§ Instruksi Kerja:
A. Periksa apakah setiap pernyataan berikut sesuai dengan teks tentang Tahereh Dabbagh. Jawab ya atau tidak, lalu kutip kata-kata teks yang menentukan. (i) Marzieh Hadidchi dikenal sebagai Tahereh Dabbagh. (ii) Tahereh Dabbagh banyak disebut sebagai "Ibu Agung Revolusi". (iii) Tahereh Dabbagh bangkit dari siksaan polisi kolonial.
B. Menurut teks tentang Tahereh Dabbagh, perjalanan hidupnya lebih menyerupai apa?
C. Lanjutkan teks tentang Tahereh Dabbagh dari titik teks itu berhenti.

§ Teks Hasil Ekstraksi:
※ ※ ※

Jejak Cemerlang Pejuang Wanita Iran Pengawal Imam Khomeini
https://parstoday.ir/id/news/iran-i182004-jejak_cemerlang_pejuang_wanita_iran_pengawal_imam_khomeini
Tahereh Dabbagh, seorang wanita yang bangkit dari siksaan SAVAK menuju medan perang global dan menjadi simbol ketekunan dan kehebatan dalam Revolusi Iran.
(last modified 2025-12-11T03:52:26+00:00 )
Des 11, 2025 10:34 Asia/Jakarta
  • Jejak Cemerlang Pejuang Wanita Iran Pengawal Imam Khomeini

Tahereh Dabbagh, seorang wanita yang bangkit dari siksaan SAVAK menuju medan perang global dan menjadi simbol ketekunan dan kehebatan dalam Revolusi Iran.

Menurut Pars Today, di antara tokoh-tokoh pejuang dalam sejarah Iran kontemporer, ada sebuah nama yang selalu dikaitkan dengan keberanian, keteguhan, dan keyakinan yang tak tergoyahkan setiap kali namanya disebut; Marzieh Hadidchi, yang dikenal sebagai Tahereh Dabbagh, seorang wanita yang banyak disebut sebagai "Ibu Agung Revolusi"; seorang wanita yang perjalanan hidupnya menyerupai kisah epik manusia daripada kisah biasa.

※ ※ ※

§ Data Tercatat:
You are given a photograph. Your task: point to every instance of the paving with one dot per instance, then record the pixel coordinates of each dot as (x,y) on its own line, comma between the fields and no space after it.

※ ※ ※

§ Hasil Latihan:
A.
(i) Ya: "Marzieh Hadidchi, yang dikenal sebagai Tahereh Dabbagh"
(ii) Ya: "seorang wanita yang banyak disebut sebagai "Ibu Agung Revolusi""
(iii) Tidak: "seorang wanita yang bangkit dari siksaan SAVAK"

B. Kisah epik manusia daripada kisah biasa.

C.
Ia lahir pada tahun 1939 dalam keluarga yang religius dan berbudaya di Hamedan; tetapi yang membedakannya bukanlah latar belakang keluarganya, melainkan pilihan yang ia buat di saat-saat paling sulit dalam hidupnya. Tahereh Dabbagh adalah seorang ibu dari delapan anak, seorang mahasiswi ilmu agama, dan salah satu pejuang wanita paling berpengaruh di Iran pada tahun-tahun penting sebelum Revolusi Islam Iran.

Dari rumah aman hingga ruang interogasi

Perjuangannya dimulai dengan tenang; dengan penyebaran selebaran dan kontak dengan lingkaran aktivis mahasiswa. Tetapi pada tahun 1973, semuanya berubah. Rumahnya dikepung, dan meskipun anak-anaknya menangis, ia dibawa ke pusat penahanan yang namanya terkait dengan kengerian dalam sejarah Iran: "Komite Gabungan Anti-Sabotase."

Di sana, hidupnya terbagi menjadi dua bagian: sebelum dan sesudah penyiksaan. Dalam narasinya, ia menulis tentang bagaimana para penyiksa mengikat tangan dan kakinya, memasang helm logam di kepalanya, dan menghubungkan listrik ke tubuhnya sehingga setiap kali sesuatu jatuh darinya; tetapi seiring waktu berlalu, yang jatuh adalah tubuhnya, bukan jiwanya.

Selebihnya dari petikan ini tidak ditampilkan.